Provided text ->
┌──
Kolbe & Fanning Numismatic Booksellers are proud to announce the publication of a new landmark work by Richard Margolis – Benjamin Franklin in Terra Cotta: Portrait Medallions by Jean-Baptiste Nini at the Chateau of Chaumont.
Decades in the making, this long-awaited work is finally available. Deemed “brilliant” by John W. Adams, the book has been very favorably received by experts in the field.
“Benjamin Franklin in Terra Cotta … is an incredibly thorough piece of scholarship, including a detailed catalogue of all of the known varieties of these generally 4-inch to 7-inch diameter plaques that are often collected alongside early American medals … Benjamin Franklin in Terra Cotta fills an important void in the numismatic literature surrounding Nini’s Franklin plaques and related items.”
— John Sallay, President, Medal Collectors of America
“There is much to commend in this book by Richard Margolis, focusing on Nini’s 1777-1779 terra cotta portraits of Benjamin Franklin and the moulds used to create them. The result of over 40 years of painstaking research by the author, the volume is essentially a catalogue raisonné of the artist’s most popular series of bas-relief portraits. The author states in his foreword that ‘some nuggets of relevant information may have eluded’ him, but there can’t be many!”
— Anne Bentley, Curator of Art, Massachusetts Historical Society
“Benjamin Franklin in Terra Cotta advances the iconographic scholarship on the portrait medallions and moulds created by Jean-Baptiste Nini, Jean Martin Renaud, and Claude Michel (Clodion). Scholars, art historians, curators and collectors will greatly benefit by acquiring Mr. Margolis’s thorough and amply illustrated volume. Kudos to Kolbe & Fanning for producing a beautifully printed reference work that Franklin would certainly have found useful.”
└──
Tasks ->
A) Condense the paragraph of the book announcement beginning "There is much to commend" into two or three sentences, keeping its main facts.
B) Write the next part of the announcement of the Franklin terra cotta book, picking up after its final sentence.

Material provided ->
┌──
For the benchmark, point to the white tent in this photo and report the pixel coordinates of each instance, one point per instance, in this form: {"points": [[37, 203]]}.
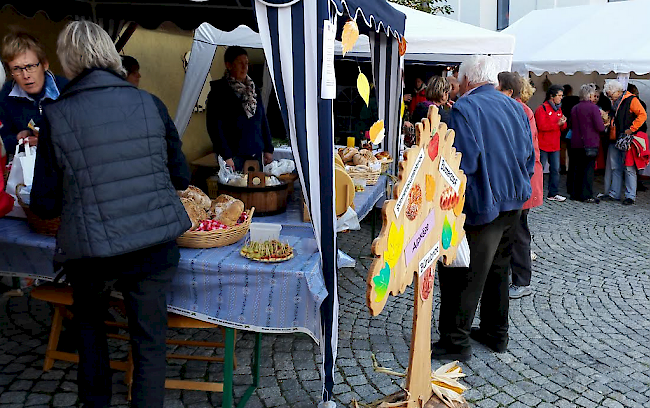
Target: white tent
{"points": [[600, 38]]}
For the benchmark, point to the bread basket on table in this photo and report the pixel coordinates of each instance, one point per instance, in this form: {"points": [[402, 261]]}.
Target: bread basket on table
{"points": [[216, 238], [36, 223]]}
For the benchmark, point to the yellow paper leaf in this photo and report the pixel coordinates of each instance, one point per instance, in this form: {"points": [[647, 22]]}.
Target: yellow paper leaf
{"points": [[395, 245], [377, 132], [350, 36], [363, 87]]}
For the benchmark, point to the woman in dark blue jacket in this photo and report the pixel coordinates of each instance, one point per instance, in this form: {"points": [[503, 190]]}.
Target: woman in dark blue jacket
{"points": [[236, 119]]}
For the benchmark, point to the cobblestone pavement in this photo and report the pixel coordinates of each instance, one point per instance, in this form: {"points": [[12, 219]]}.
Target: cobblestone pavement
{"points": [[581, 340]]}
└──
Answers to the tasks ->
A) Richard Margolis's book deserves much praise. It covers Nini's 1777–1779 terra cotta portraits of Benjamin Franklin and the moulds used to make them, draws on more than 40 years of the author's research, and is essentially a catalogue raisonné of the artist's most popular series of bas-relief portraits. The author admits in his foreword that some relevant information may have escaped him, but little likely did.

B)
— Roy E. Goodman, Emeritus Curator of Printed Materials, American Philosophical Society Library & Past President, The Friends of Benjamin Franklin
Far surpassing a mere listing of varieties, Margolis’s text extensively discusses the ways in which originals can be distinguished from aftercasts and educates the reader regarding the artistic, technical and iconographic context within which these pieces were created. Extensive footnotes provide the reader with avenues to further information without clogging the primary text with minutiae. Intended to be useful to both the novice as well as the expert, the author is careful to show his thought processes, making explicit his methodology and citing his sources throughout. The handsome, large-format volume is finely illustrated throughout in full color and features a signature-sewn binding in high-quality cloth and an enticing pictorial dust jacket.